#### PROBLEM STATEMENT
Could you transcribe the stretch of the China Motor Corporation text from "Since 1995, CMC" through "China's economic growth.", word for word?

China Motor Corporation (CMC; ) is an automobile manufacturer based in Taipei, Taiwan.

History
It was founded in June 1969, and signed a technology sharing contract with Mitsubishi Motors the following year. On 12 December 1973 they opened their first manufacturing facility, in Yangmei. Initially vehicle production was at a rate of 300 vehicles per month, but thanks to rapid growth, and the development of an advanced painting facility, the factory produced its 100,000th vehicle in 1983.

Originally they only produced commercial vehicles, but have since expanded operations, producing more than 100,000 vehicles per year. Currently they operate three manufacturing plants, two in Yangmei and one in Hsinchu.

The company has been listed on the Taiwan Stock Exchange since March 1991, and has repeatedly been recognized for its remarkable growth. In 1993 it was awarded the National Quality Award of Taiwan and were ranked first place in J.D. Power Asia-Pacific's Sales Satisfaction Index in 2000 and 2001. They have also been awarded numerous accolades for exemplary working conditions in their manufacturing plants. As of 2019, Yulon Motor Group is the largest shareholder at over 40% and China Motor is consider part of the Yulon Motor Group.

Since 1995, CMC has invested heavily in China's South East Motor Corporation, and have poised themselves to take advantage of China's economic growth.

#### RECORDS PROVIDED
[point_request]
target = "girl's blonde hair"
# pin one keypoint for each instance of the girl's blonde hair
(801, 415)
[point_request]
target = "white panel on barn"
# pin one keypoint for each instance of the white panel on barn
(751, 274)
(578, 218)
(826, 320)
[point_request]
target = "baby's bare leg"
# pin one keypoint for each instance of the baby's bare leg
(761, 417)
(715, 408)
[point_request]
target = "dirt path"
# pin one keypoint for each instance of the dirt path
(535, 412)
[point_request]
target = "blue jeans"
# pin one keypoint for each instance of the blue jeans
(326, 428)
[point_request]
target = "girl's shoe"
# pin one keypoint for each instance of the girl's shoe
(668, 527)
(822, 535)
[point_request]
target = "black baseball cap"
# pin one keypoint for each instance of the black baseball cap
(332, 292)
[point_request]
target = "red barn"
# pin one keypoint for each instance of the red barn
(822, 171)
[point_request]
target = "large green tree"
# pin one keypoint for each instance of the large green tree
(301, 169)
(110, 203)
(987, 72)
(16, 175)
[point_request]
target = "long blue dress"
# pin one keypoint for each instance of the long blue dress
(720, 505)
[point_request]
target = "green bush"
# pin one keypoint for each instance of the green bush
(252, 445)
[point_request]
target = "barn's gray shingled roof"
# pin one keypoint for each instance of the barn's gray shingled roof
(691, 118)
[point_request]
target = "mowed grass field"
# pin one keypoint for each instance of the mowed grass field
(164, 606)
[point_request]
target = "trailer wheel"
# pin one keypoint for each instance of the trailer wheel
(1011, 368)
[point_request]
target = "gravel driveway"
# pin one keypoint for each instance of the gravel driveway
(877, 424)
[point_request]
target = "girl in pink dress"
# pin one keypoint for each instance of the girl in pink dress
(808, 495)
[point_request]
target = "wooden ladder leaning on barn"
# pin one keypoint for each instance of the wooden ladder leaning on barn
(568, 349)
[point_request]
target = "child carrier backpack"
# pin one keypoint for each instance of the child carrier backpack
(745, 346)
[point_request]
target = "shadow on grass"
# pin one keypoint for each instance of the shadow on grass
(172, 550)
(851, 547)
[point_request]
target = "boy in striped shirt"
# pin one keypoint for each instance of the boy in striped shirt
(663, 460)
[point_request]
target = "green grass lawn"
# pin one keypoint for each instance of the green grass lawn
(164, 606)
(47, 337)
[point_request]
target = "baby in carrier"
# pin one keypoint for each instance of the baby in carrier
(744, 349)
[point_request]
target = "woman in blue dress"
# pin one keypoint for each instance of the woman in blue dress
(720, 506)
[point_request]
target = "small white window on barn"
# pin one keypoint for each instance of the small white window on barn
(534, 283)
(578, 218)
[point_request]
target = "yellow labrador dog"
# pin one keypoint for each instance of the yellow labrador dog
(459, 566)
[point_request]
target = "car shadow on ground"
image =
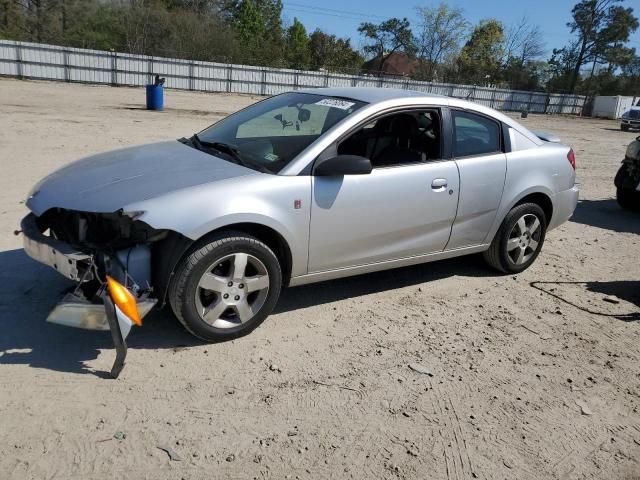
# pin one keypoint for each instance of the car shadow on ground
(626, 290)
(28, 292)
(606, 214)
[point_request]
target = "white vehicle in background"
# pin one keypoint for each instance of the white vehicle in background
(630, 120)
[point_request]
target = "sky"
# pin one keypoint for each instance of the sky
(342, 17)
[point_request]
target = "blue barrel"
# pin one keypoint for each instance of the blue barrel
(155, 97)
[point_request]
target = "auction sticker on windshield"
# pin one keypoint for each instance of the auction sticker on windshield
(335, 103)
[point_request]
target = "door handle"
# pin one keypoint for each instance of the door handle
(439, 183)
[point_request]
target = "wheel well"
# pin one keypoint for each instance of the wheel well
(539, 199)
(272, 239)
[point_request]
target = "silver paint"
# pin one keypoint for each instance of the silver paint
(395, 216)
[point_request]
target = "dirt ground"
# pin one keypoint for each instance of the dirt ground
(533, 376)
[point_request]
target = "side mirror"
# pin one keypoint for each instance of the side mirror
(304, 114)
(343, 165)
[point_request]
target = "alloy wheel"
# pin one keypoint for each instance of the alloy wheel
(524, 239)
(232, 290)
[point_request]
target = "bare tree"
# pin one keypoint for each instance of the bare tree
(441, 29)
(523, 43)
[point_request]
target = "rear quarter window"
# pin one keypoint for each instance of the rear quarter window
(475, 135)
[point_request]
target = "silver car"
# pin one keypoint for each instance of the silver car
(298, 188)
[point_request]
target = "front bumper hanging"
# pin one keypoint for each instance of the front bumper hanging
(116, 309)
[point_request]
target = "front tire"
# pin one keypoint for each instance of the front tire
(225, 286)
(628, 199)
(519, 239)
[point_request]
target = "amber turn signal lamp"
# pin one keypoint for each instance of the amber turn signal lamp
(124, 300)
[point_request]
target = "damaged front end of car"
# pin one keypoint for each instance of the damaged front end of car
(108, 255)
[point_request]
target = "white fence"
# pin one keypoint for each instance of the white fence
(49, 62)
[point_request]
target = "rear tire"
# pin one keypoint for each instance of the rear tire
(225, 286)
(519, 239)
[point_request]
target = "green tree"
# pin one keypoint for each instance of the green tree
(331, 53)
(386, 38)
(297, 46)
(258, 26)
(481, 57)
(441, 29)
(599, 26)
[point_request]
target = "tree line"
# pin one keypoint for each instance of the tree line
(438, 43)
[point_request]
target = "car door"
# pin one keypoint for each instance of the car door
(479, 151)
(396, 211)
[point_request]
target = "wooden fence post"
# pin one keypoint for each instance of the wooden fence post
(65, 62)
(114, 69)
(19, 70)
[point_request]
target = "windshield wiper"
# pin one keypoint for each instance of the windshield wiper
(228, 150)
(219, 147)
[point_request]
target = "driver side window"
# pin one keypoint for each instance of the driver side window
(407, 137)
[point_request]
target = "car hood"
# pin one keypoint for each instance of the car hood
(109, 181)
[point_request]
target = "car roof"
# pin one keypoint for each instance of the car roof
(368, 94)
(376, 95)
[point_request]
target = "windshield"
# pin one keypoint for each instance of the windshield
(266, 136)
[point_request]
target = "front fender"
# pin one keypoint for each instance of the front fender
(282, 203)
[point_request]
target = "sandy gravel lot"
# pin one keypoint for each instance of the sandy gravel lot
(534, 376)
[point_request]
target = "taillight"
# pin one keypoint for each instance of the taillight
(572, 158)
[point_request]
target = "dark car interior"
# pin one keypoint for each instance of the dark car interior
(401, 138)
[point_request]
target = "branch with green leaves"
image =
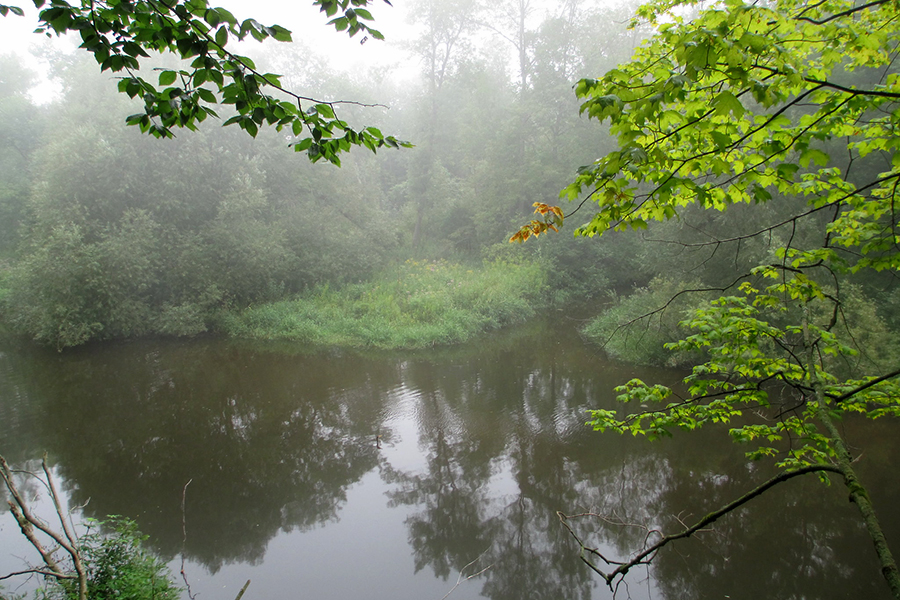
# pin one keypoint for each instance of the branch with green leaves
(120, 33)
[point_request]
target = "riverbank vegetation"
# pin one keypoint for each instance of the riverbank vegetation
(417, 305)
(110, 234)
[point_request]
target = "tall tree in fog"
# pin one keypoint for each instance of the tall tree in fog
(446, 27)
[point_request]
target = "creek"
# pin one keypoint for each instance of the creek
(343, 475)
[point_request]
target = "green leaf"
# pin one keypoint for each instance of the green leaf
(167, 77)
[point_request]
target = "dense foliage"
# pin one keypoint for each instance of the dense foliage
(120, 34)
(417, 305)
(113, 234)
(118, 566)
(790, 104)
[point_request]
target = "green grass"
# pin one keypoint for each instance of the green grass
(419, 304)
(636, 328)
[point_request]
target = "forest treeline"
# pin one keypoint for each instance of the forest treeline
(105, 233)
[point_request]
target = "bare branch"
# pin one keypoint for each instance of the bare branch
(647, 555)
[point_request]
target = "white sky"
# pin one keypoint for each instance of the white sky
(303, 19)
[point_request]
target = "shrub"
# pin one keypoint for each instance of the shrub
(118, 567)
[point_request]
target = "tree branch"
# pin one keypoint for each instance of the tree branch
(646, 555)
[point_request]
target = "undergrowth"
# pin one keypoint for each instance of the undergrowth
(419, 304)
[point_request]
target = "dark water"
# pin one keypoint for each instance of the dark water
(479, 447)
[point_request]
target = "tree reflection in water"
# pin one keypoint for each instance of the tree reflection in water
(273, 442)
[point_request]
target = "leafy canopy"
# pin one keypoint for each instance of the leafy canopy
(789, 101)
(120, 33)
(746, 103)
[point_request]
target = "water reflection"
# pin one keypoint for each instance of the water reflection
(480, 448)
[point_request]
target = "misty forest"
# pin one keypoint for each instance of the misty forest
(572, 299)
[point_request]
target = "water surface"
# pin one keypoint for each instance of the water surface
(338, 475)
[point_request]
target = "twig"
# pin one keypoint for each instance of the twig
(460, 579)
(184, 543)
(243, 589)
(646, 556)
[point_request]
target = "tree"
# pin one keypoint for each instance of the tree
(751, 104)
(120, 33)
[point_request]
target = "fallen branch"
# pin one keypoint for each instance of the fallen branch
(28, 522)
(646, 556)
(460, 579)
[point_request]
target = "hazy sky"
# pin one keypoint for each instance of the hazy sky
(302, 18)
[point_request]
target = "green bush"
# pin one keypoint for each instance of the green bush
(118, 567)
(418, 304)
(636, 328)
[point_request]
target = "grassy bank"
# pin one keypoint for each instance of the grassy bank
(418, 304)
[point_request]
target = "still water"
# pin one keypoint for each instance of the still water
(340, 475)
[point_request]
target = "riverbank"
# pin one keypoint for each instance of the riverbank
(416, 305)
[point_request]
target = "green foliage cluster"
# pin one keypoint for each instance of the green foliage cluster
(637, 327)
(122, 237)
(121, 34)
(118, 567)
(112, 234)
(737, 107)
(421, 304)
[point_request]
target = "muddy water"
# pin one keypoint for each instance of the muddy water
(340, 475)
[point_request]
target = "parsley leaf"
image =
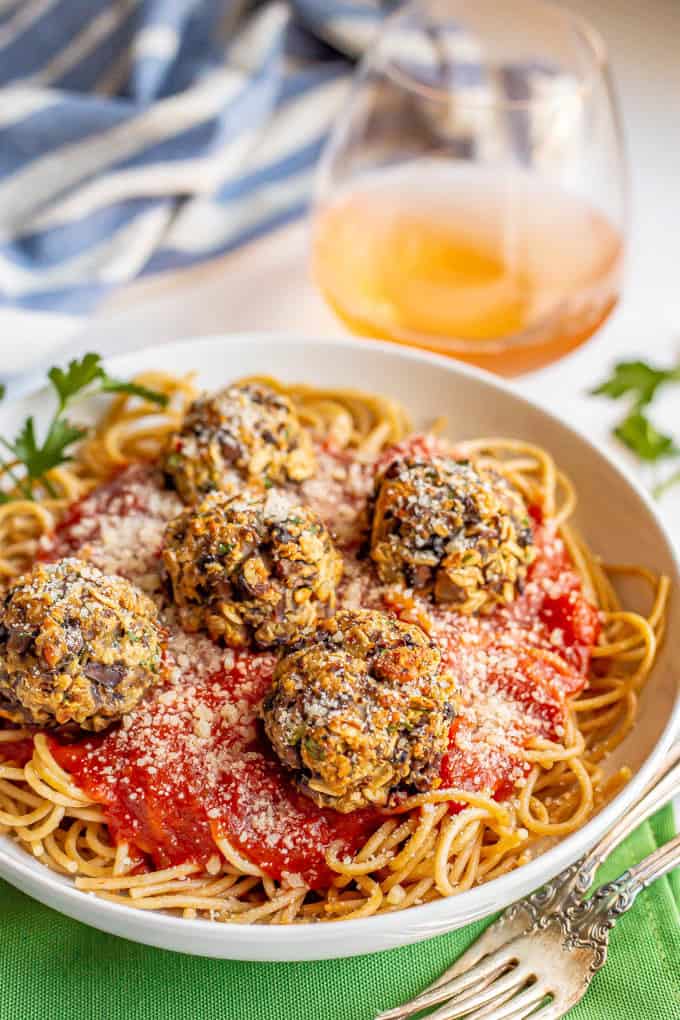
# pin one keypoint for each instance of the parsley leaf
(77, 375)
(637, 378)
(81, 374)
(637, 432)
(640, 381)
(38, 458)
(133, 389)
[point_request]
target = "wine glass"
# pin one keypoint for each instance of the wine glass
(472, 197)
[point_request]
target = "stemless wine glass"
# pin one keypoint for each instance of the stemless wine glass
(472, 196)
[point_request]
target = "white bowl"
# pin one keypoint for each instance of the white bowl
(614, 513)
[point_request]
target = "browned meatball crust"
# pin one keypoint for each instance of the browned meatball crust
(76, 646)
(251, 568)
(245, 432)
(359, 709)
(449, 529)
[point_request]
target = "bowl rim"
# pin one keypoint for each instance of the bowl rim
(311, 938)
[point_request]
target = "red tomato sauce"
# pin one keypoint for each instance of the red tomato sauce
(170, 795)
(172, 810)
(17, 752)
(538, 684)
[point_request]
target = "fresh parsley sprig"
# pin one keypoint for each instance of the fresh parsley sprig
(639, 383)
(33, 458)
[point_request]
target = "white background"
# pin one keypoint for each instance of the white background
(265, 286)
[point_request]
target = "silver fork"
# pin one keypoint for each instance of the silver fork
(540, 955)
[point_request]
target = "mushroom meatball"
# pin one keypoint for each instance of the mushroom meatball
(251, 568)
(76, 646)
(447, 528)
(360, 708)
(247, 431)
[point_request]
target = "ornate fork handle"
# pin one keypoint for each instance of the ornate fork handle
(588, 923)
(577, 879)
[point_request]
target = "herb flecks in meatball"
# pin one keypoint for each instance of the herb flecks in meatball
(360, 709)
(251, 569)
(245, 432)
(449, 529)
(76, 646)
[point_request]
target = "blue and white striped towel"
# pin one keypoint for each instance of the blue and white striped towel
(138, 136)
(145, 135)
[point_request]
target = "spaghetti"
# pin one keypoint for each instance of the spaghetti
(553, 689)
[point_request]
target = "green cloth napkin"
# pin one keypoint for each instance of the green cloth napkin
(52, 968)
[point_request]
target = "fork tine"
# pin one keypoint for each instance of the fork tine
(516, 1008)
(492, 938)
(481, 974)
(478, 1004)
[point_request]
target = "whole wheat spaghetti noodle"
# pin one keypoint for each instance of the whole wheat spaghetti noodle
(430, 845)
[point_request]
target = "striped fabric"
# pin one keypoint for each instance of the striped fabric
(138, 136)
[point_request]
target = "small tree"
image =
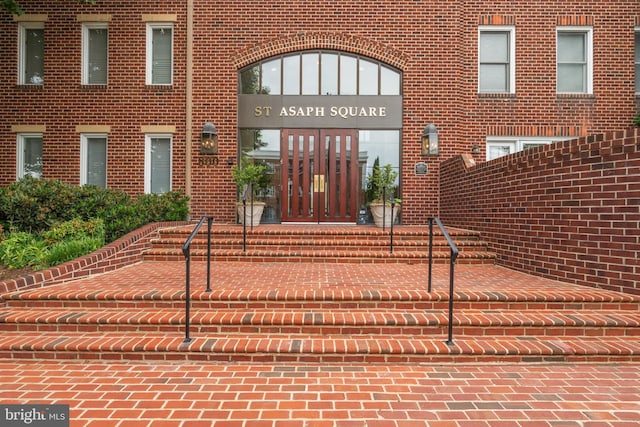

#### TASK OUTPUT
Since 1995, CMC has invested heavily in China's South East Motor Corporation, and have poised themselves to take advantage of China's economic growth.